Retype word for word the lines below, from the line containing "A point falls on each instance of the building" through the final line, both included.

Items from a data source

☆ ☆ ☆ ☆ ☆

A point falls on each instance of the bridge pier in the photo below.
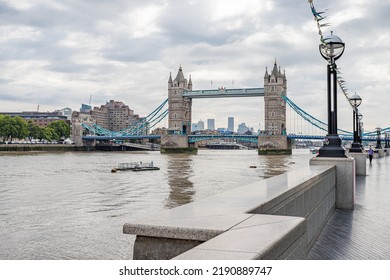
(274, 145)
(176, 143)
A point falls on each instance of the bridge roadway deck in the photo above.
(364, 233)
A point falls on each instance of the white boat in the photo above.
(135, 166)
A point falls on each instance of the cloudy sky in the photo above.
(59, 53)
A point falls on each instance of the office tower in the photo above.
(211, 124)
(231, 124)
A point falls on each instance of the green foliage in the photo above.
(13, 127)
(17, 128)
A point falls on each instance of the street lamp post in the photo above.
(355, 102)
(360, 117)
(331, 49)
(378, 138)
(387, 139)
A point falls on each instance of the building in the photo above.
(115, 116)
(275, 87)
(200, 125)
(67, 112)
(242, 128)
(41, 119)
(231, 124)
(77, 130)
(211, 124)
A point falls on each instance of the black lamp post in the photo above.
(387, 139)
(360, 117)
(378, 138)
(331, 49)
(355, 101)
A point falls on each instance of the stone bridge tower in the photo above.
(179, 120)
(275, 87)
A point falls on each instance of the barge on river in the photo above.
(135, 166)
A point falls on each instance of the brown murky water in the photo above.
(70, 205)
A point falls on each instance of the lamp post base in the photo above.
(355, 148)
(332, 147)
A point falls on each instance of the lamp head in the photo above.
(332, 47)
(355, 100)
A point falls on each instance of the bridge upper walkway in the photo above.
(224, 92)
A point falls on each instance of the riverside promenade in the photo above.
(363, 233)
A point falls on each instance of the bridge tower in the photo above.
(274, 139)
(179, 118)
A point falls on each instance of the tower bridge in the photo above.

☆ ☆ ☆ ☆ ☆

**Output for this exercise**
A point falls on each instance of the building in the photo above.
(115, 116)
(275, 87)
(200, 125)
(67, 112)
(242, 128)
(41, 119)
(231, 124)
(77, 130)
(211, 124)
A point falls on each instance of the black lamp post in the photo above.
(387, 139)
(360, 117)
(378, 138)
(331, 49)
(355, 101)
A point falls on each instance of the stone bridge tower in the photo above.
(179, 120)
(275, 87)
A point falls on each instance of the barge on river in the photo above.
(135, 166)
A point falls on each instance of the brown murky water in the photo above.
(70, 205)
A point falls on each instance of the lamp post base in the photo above.
(355, 148)
(332, 147)
A point falls on each instance of the lamp head in the photo above.
(332, 47)
(355, 100)
A point falls on each instance of the bridge upper walkway in the photo above.
(224, 92)
A point falls on each instance of the riverside promenade in the photo above.
(363, 233)
A point falls on each instance of the bridge tower in the photo above.
(274, 139)
(179, 118)
A point falls on each instance of the tower bridge in the photo above.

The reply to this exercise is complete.